[Extracted records]
-------
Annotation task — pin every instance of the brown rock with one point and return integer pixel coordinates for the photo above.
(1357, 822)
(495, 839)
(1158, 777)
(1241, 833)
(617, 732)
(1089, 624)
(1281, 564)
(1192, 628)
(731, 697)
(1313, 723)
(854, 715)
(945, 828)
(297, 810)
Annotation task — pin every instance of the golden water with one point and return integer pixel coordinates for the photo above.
-------
Render the listing above as a Markdown table with two columns, n for the row number and Line for the line itself, and omit any blank lines.

| n | Line |
|---|---|
| 1 | Annotation task — pin every instance of the brown rock with one point and return integer pixel coordinates for the photo above. |
| 2 | (1357, 822) |
| 3 | (495, 839) |
| 4 | (1158, 777) |
| 5 | (1241, 833) |
| 6 | (617, 732) |
| 7 | (1089, 624) |
| 8 | (1281, 564) |
| 9 | (1192, 628) |
| 10 | (731, 697) |
| 11 | (1313, 723) |
| 12 | (854, 715) |
| 13 | (945, 828) |
| 14 | (297, 810) |
| 15 | Annotation task — pin every instance of the golden water with one point and return integer pixel coordinates for the photo above. |